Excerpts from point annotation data

++++++++++++++++++++

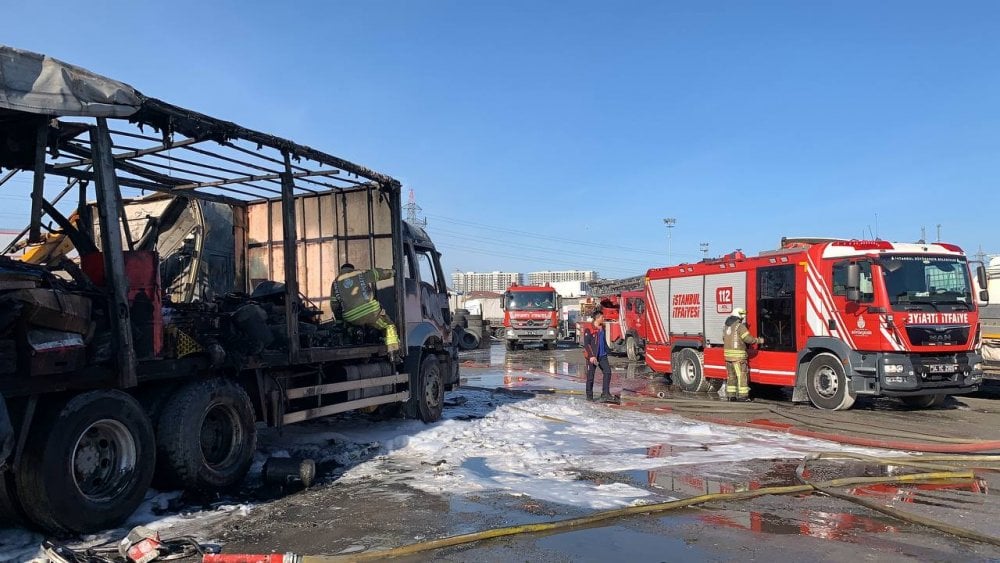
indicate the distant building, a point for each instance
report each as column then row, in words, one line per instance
column 484, row 281
column 571, row 289
column 541, row 278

++++++++++++++++++++

Job = Extract each line from the rows above that contains the string "column". Case counts, so include only lines where the string appears with matching capitalization.

Solution to this problem =
report each as column then row, in words, one line per instance
column 484, row 281
column 571, row 289
column 541, row 278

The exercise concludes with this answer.